Kyle Schwarber stole a base last night, and that means he stole America a free taco, and most importantly that means that we’re going to get the clip of Kyle Schwarber stealing a base throughout next postseason when the promotion comes up again. This puts Schwarber on a list beside Ozzie Albies, Mookie Betts, Jacoby Ellsbury, Trea Turner, Mookie Betts another time, and other like-abilitied basestealers, and I don’t see why there’s anything funny about this. Kyle Schwarber has wheels, haters. Power and speed.

It was a wonderful game of baseball, Game 1 was. A little heart-stopping at the end when David Robertson completely lost control and then Aledmys Díaz said, “Well I can’t hit, so I’m going to try to get hit,” and looked like he pulled it off twice somehow but then also locked Robertson back in and made the last out; but a wonderful game of baseball. It was one of those losses that would crush a non-psychopathic team. Blowing a 5-0 lead? Immensely frustrating. But thankfully for the Astros, I guess, there is no conscience there. There is no capacity for embarrassment. The Phillies are dealing with a monster, not a thing with emotions. Like the protagonist in one of those zombie video games, the Phillies have to just keep firing. Godspeed, you beautiful Schwarberites.

BURNLEY!

We’ll catch up on everything else, I swear (I swear! Also Josh Norris’s shoulder is badly hurt, this sucks.), but we’re just talking Burnley today, because they play the earliest. When we left you to go do our other jobs for a minute (those were lame, now we’re back), Burnley was on the verge of breaking through and seizing total control of the Championship, which yes, that’s better than the Champions League, it’s so good that they don’t even show it to just anybody, they make it very difficult to watch. Since then? They’ve done it! The Championship is theirs.

It isn’t all over yet. There is a lot of footie to be played, as the king says. But Burnley won a thriller against Sunderland last Saturday morning (U.S. time) and then wiggled past Norwich on Tuesday and now the lads are two points clear of Queens Park and Blackburn with nobody holding matches in hand against anybody (out of those three—there are others holding matches in hand, but they’re safety matches and those others don’t have the box so really we’re still alright). The Burnleys have won four of five, they haven’t lost in two and a half months, the vibes are the best they’ve been in my Burnley lifetime, or at least since they were unexpectedly good enough that one year to threaten European play and to provoke shadowy powers to release the novel coronavirus in an effort to stop them.

--*--

- [Exercise objective] Copy out the part of the piece on Schwarber and Burnley starting with "It was a wonderful" and going on through "you beautiful Schwarberites.", but swap "wonderful" for "terrific".

--*--

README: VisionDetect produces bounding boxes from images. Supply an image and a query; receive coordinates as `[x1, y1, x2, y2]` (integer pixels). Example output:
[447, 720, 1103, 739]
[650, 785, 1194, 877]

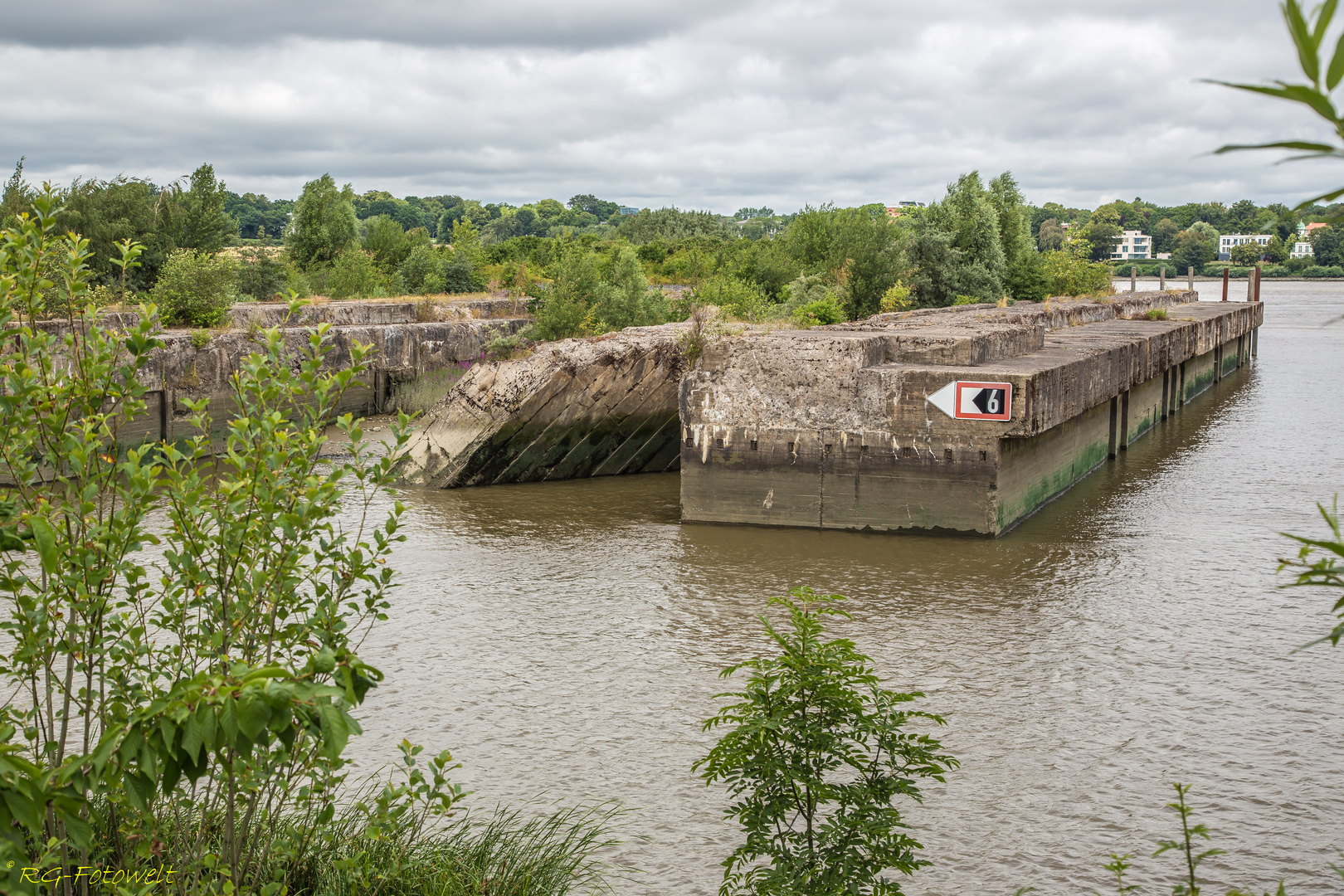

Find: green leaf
[238, 694, 270, 742]
[61, 811, 93, 849]
[0, 525, 24, 551]
[1312, 0, 1339, 50]
[1214, 139, 1336, 156]
[317, 703, 349, 762]
[121, 771, 154, 811]
[160, 757, 182, 796]
[219, 697, 238, 744]
[182, 704, 206, 763]
[0, 787, 41, 833]
[1325, 33, 1344, 90]
[28, 516, 61, 575]
[1283, 0, 1321, 83]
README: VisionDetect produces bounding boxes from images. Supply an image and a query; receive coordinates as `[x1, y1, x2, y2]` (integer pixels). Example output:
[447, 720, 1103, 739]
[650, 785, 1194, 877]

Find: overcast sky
[0, 0, 1344, 212]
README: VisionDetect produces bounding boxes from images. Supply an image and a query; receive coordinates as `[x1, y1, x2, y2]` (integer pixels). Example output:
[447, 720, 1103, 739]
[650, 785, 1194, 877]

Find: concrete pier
[680, 293, 1264, 536]
[61, 298, 531, 445]
[397, 324, 687, 488]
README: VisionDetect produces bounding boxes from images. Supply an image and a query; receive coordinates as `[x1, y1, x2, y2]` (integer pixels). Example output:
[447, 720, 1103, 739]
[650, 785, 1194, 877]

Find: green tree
[1229, 241, 1264, 266]
[908, 224, 961, 308]
[153, 249, 238, 326]
[1075, 215, 1123, 262]
[695, 588, 957, 896]
[1309, 226, 1344, 267]
[616, 208, 734, 246]
[399, 246, 445, 295]
[592, 246, 668, 330]
[568, 193, 621, 221]
[1036, 217, 1064, 252]
[533, 245, 602, 340]
[238, 249, 285, 302]
[176, 164, 238, 252]
[0, 157, 34, 227]
[285, 173, 358, 269]
[1172, 228, 1218, 271]
[1152, 217, 1180, 252]
[327, 246, 390, 298]
[1188, 221, 1222, 246]
[917, 171, 1021, 304]
[785, 206, 908, 319]
[1227, 199, 1261, 235]
[1215, 0, 1344, 211]
[363, 215, 416, 271]
[986, 171, 1036, 269]
[1040, 251, 1110, 295]
[0, 193, 416, 894]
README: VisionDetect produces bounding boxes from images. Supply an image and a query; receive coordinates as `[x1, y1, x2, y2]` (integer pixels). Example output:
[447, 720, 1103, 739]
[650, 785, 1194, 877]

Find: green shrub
[590, 246, 670, 332]
[485, 334, 528, 362]
[1040, 251, 1110, 295]
[398, 246, 444, 295]
[327, 246, 387, 298]
[238, 249, 288, 302]
[153, 249, 238, 326]
[695, 280, 776, 324]
[0, 192, 419, 894]
[878, 284, 914, 314]
[1004, 250, 1049, 302]
[440, 252, 485, 293]
[285, 262, 313, 298]
[695, 588, 957, 896]
[793, 295, 844, 326]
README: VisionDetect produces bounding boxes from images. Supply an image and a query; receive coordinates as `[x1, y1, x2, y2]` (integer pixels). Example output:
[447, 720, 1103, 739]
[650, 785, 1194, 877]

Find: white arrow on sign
[926, 380, 1012, 421]
[928, 382, 957, 416]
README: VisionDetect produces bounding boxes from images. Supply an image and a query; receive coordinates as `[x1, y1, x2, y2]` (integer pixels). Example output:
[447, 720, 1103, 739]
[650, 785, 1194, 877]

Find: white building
[1110, 230, 1153, 258]
[1218, 234, 1270, 262]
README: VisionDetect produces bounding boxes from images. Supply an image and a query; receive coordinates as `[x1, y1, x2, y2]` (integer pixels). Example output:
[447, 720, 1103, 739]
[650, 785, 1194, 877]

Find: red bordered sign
[928, 380, 1012, 421]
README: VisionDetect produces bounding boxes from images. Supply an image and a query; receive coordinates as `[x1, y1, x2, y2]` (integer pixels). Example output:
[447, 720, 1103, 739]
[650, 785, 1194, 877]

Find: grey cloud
[0, 0, 1327, 211]
[2, 0, 742, 48]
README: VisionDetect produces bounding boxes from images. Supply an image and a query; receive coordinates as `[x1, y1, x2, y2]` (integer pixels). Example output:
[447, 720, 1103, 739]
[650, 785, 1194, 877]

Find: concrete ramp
[397, 325, 687, 488]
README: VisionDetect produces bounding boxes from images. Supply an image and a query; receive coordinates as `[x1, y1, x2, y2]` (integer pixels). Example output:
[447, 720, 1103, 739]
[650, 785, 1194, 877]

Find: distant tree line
[0, 160, 1344, 337]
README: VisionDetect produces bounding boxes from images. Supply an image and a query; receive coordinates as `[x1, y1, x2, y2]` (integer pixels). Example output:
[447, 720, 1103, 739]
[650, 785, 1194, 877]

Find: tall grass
[290, 803, 621, 896]
[387, 362, 472, 414]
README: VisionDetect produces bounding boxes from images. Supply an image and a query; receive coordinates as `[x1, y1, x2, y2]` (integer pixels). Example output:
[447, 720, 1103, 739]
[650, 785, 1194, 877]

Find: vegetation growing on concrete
[0, 193, 623, 896]
[695, 587, 957, 896]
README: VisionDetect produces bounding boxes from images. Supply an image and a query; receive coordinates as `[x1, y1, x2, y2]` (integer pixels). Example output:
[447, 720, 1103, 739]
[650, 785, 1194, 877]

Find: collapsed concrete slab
[680, 293, 1264, 534]
[397, 325, 687, 488]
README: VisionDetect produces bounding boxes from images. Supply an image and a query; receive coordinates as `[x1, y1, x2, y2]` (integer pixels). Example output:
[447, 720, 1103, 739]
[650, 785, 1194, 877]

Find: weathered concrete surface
[82, 298, 527, 334]
[49, 311, 529, 443]
[680, 293, 1264, 534]
[387, 325, 687, 488]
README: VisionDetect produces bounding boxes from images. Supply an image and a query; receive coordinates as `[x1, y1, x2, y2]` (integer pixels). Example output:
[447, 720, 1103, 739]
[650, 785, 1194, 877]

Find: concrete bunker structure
[398, 291, 1264, 536]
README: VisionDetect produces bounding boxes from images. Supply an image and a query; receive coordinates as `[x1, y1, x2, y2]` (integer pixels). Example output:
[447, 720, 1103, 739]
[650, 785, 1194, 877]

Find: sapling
[1153, 783, 1223, 896]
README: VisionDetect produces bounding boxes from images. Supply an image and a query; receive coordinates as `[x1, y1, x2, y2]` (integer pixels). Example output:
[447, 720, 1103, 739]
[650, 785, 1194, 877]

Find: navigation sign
[928, 380, 1012, 421]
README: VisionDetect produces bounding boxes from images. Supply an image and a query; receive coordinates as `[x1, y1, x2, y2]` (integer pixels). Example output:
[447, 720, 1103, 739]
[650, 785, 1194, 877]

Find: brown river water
[351, 280, 1344, 896]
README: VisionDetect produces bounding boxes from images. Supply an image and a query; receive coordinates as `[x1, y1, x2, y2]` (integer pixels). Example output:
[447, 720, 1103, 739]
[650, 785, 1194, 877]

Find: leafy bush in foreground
[152, 249, 236, 326]
[695, 588, 957, 896]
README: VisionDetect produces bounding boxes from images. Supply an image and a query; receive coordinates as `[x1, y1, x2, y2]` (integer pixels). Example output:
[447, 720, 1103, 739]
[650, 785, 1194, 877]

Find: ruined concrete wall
[397, 325, 685, 488]
[681, 293, 1264, 534]
[71, 298, 527, 332]
[69, 319, 529, 445]
[1000, 402, 1110, 533]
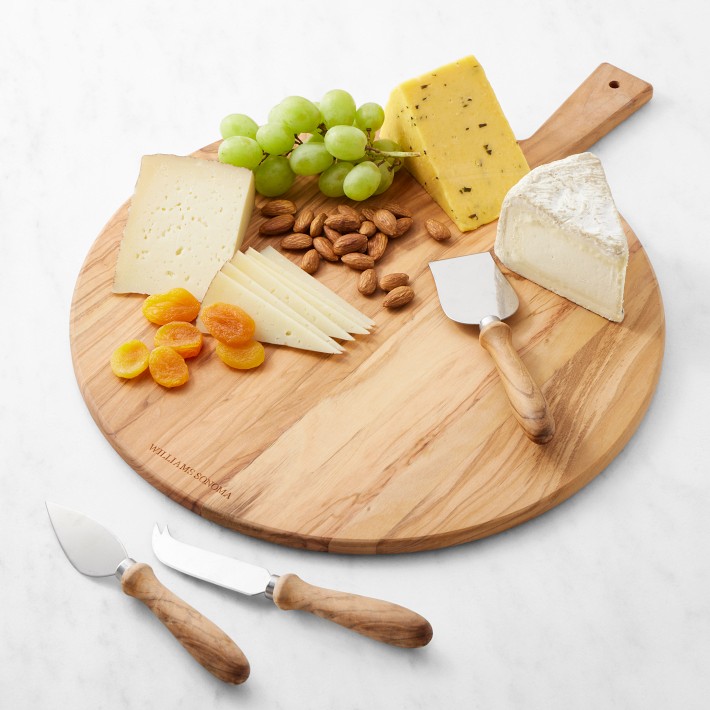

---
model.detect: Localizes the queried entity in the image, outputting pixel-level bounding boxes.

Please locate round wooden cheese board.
[71,64,664,554]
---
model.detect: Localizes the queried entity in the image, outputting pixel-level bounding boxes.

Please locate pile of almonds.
[259,199,451,308]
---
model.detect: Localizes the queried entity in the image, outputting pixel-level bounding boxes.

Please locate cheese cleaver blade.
[429,252,555,444]
[153,525,432,648]
[46,501,249,684]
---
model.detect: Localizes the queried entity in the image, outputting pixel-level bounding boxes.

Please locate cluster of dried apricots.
[111,288,265,387]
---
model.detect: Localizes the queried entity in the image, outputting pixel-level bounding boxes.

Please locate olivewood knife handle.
[273,574,433,648]
[478,319,555,444]
[121,562,250,684]
[520,64,653,168]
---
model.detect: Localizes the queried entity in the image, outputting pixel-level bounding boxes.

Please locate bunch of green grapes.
[219,89,418,201]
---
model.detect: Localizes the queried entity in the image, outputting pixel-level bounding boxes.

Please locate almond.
[424,219,451,242]
[358,219,377,237]
[382,286,414,308]
[261,200,296,217]
[325,214,360,234]
[340,252,375,271]
[372,210,397,237]
[313,237,340,261]
[367,232,389,261]
[281,232,313,250]
[293,210,313,233]
[301,249,320,274]
[337,205,361,222]
[392,217,414,237]
[357,269,377,296]
[323,224,343,242]
[381,202,412,217]
[259,214,296,237]
[379,272,409,292]
[309,212,328,237]
[333,232,367,256]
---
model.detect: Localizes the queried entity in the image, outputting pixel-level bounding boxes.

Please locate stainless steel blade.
[429,252,519,324]
[45,501,128,577]
[153,525,272,596]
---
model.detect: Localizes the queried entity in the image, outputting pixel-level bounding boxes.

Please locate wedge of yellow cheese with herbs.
[380,57,530,232]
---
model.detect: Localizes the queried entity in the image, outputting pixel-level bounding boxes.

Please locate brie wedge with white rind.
[246,247,374,335]
[494,153,629,322]
[231,251,353,340]
[197,271,342,354]
[113,155,254,301]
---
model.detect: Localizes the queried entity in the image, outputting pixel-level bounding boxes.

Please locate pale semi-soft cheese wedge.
[246,249,369,335]
[113,155,254,301]
[495,153,629,322]
[249,246,375,332]
[222,262,342,350]
[231,251,353,340]
[197,271,341,354]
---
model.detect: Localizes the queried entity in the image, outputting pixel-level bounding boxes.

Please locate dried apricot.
[200,303,256,345]
[111,340,150,380]
[148,345,190,387]
[153,320,202,359]
[143,288,200,325]
[215,340,264,370]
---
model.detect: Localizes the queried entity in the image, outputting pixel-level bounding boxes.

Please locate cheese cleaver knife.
[429,252,555,444]
[46,501,249,684]
[153,525,432,648]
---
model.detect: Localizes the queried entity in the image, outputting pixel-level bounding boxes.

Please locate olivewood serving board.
[71,64,664,554]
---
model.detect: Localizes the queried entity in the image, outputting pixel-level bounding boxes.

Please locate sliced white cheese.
[221,262,342,351]
[197,271,342,354]
[231,251,353,340]
[246,247,374,335]
[113,155,254,301]
[495,153,629,321]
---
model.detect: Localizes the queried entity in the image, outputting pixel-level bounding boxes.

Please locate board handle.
[478,317,555,444]
[272,574,432,648]
[520,64,653,168]
[121,562,249,684]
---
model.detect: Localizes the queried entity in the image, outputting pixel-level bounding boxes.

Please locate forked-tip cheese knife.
[153,525,432,648]
[46,502,249,684]
[429,252,555,444]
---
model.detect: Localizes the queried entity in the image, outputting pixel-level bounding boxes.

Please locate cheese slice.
[231,251,353,340]
[494,153,629,321]
[380,56,530,232]
[221,262,342,352]
[113,155,254,301]
[197,271,341,354]
[258,246,375,334]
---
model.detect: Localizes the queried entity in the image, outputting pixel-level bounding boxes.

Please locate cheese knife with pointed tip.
[46,501,249,684]
[429,252,555,444]
[153,525,432,648]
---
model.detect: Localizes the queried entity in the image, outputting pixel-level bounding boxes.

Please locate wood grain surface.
[71,64,665,554]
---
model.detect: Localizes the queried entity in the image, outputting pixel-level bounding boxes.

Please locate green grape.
[217,136,264,170]
[318,161,353,197]
[254,155,296,197]
[219,113,258,138]
[288,143,333,175]
[355,102,385,132]
[343,160,382,202]
[319,89,355,128]
[256,123,294,155]
[325,126,367,160]
[269,96,321,133]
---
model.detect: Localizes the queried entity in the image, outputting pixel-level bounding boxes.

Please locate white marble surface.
[0,0,710,710]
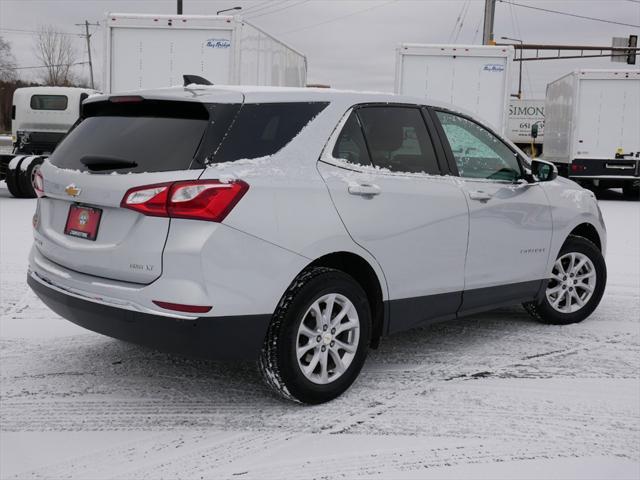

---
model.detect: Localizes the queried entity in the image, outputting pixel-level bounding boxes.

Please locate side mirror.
[531,158,558,182]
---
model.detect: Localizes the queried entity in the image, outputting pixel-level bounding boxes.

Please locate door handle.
[349,183,382,197]
[469,190,493,202]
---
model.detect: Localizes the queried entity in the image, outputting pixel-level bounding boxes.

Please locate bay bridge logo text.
[482,63,504,72]
[206,38,231,48]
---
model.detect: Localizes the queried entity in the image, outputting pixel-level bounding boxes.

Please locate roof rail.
[182,75,213,87]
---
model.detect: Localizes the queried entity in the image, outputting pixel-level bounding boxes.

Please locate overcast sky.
[0,0,640,98]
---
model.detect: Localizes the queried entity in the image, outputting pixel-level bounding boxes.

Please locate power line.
[498,0,640,28]
[242,0,272,15]
[3,62,89,70]
[245,0,287,16]
[0,28,82,37]
[281,0,398,35]
[249,0,309,20]
[453,0,471,43]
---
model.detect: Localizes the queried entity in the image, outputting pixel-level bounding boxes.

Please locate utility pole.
[76,20,100,89]
[482,0,496,45]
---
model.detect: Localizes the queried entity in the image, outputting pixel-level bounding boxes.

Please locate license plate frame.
[64,203,102,242]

--*--

- [Reply to the exercise]
It was a terrific game of baseball, Game 1 was. A little heart-stopping at the end when David Robertson completely lost control and then Aledmys Díaz said, “Well I can’t hit, so I’m going to try to get hit,” and looked like he pulled it off twice somehow but then also locked Robertson back in and made the last out; but a terrific game of baseball. It was one of those losses that would crush a non-psychopathic team. Blowing a 5-0 lead? Immensely frustrating. But thankfully for the Astros, I guess, there is no conscience there. There is no capacity for embarrassment. The Phillies are dealing with a monster, not a thing with emotions. Like the protagonist in one of those zombie video games, the Phillies have to just keep firing. Godspeed, you beautiful Schwarberites.